* _Passage given_
It sounded like a slam-dunk for the Reilings.
Never count on a slam-dunk, though, especially if you’re planning a house on a wooded lot overlooking the Mississippi.
“If this part of the river bluff is destroyed, there’s no way to get it back,” said Irene Jones, director of the River Corridor Program enlisted by the neighbors to help oppose construction. She pointed out that the lot sits at the top of a ravine off the river in an area that is the only “true gorge” on the entire Mississippi.
The lot has four large bur oak trees, three of them abutting the planned driveway. The lot also has several hundred small trees and a small stream that fills up in rainy weather.
“This is disastrous if we lose those oak trees,” said neighbor Dwight Anderson who estimates that 220 trees will be clear cut to make room for construction. With the trees gone, he predicts that water is “gonna go like gangbusters” across neighborhood property and into a nearby storm culvert.

* _Records for the exercise_
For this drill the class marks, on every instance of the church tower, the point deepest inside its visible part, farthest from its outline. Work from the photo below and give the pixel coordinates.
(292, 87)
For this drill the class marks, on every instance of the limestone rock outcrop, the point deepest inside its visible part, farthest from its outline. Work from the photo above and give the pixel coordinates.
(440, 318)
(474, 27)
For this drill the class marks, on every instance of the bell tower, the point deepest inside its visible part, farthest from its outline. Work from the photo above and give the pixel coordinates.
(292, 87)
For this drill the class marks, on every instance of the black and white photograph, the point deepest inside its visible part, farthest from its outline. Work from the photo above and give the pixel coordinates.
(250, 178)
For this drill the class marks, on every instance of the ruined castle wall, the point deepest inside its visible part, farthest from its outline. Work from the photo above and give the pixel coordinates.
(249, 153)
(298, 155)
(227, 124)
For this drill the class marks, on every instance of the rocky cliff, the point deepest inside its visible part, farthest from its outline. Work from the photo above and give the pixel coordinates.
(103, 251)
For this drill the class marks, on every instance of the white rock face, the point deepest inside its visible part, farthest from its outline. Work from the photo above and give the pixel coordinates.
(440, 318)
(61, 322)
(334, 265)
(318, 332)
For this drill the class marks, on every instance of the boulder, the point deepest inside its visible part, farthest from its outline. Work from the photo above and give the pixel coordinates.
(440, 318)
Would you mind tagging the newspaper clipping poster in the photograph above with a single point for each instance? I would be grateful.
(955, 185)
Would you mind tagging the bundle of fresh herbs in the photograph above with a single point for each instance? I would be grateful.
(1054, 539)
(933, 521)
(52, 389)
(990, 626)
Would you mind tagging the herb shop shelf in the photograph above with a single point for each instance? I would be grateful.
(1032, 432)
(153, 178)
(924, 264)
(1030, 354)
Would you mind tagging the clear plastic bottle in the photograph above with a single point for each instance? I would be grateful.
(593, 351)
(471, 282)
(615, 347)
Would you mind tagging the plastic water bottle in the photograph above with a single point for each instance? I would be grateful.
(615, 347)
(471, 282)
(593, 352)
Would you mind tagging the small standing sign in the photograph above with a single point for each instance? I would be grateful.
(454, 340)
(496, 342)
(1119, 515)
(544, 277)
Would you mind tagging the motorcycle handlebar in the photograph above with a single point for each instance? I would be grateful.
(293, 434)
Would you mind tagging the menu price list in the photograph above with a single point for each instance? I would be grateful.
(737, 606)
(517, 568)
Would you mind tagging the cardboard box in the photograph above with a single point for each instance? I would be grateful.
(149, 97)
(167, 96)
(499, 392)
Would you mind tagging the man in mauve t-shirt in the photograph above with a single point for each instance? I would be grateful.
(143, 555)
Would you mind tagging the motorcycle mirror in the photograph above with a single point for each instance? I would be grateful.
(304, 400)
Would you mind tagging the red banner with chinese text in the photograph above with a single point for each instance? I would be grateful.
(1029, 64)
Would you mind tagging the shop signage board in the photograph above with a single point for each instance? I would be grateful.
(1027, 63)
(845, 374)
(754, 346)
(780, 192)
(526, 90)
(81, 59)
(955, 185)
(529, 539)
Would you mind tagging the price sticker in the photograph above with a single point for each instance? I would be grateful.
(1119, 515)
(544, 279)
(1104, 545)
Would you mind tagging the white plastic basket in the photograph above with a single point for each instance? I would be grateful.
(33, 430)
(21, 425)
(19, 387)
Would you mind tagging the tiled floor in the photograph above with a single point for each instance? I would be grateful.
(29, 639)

* _Problems_
[1] Gather every line of the records that contains the word "bottle", treating uppercase and lowercase letters as different.
[2] Write what comes next in the passage about the planned house on the Mississippi river bluff, starting after its final sentence.

* _Written responses_
[1]
Would you mind tagging the clear plastic bottle in the photograph above with a single point for each instance? I would be grateful.
Would you mind tagging the plastic water bottle in the photograph above with a single point for each instance? I would be grateful.

[2]
“If we really thought we would kill the trees, quite frankly, we would not build the house,” John Reiling told the committee. He came armed with his architect and his landscape architect to defend plans for the 2,300-square-foot home, which would have a long driveway.
He also promised he would not plant grass or use fertilizer and would “preserve as much of the natural characteristics of the lot as possible.”
Even the federal government got into the fray. Alan Robbins-Fenger, a planner for the National Parks Service He asked committee members to think about the river’s future and “err on the side of caution” for “a treasured American resource.”
Two hours into the discussion, with three more public hearings waiting in the wings, Council President Barb Johnson moved to grant the variance.. Committee Chair Gary Schiff amended that motion to require the Reilings to make some design changes aimed at limiting water runoff. And it passed.
The Reilings didn’t celebrate their victory. As they rushed past their future neighbors, Judith Reiling said, “We’ll alter our plans and go forward and build the house.”
The neighbors, meanwhile, are discussing their next step in the battle to stop construction.
Once the Reilings move in, though, they should get along with everyone — they all share a love of trees.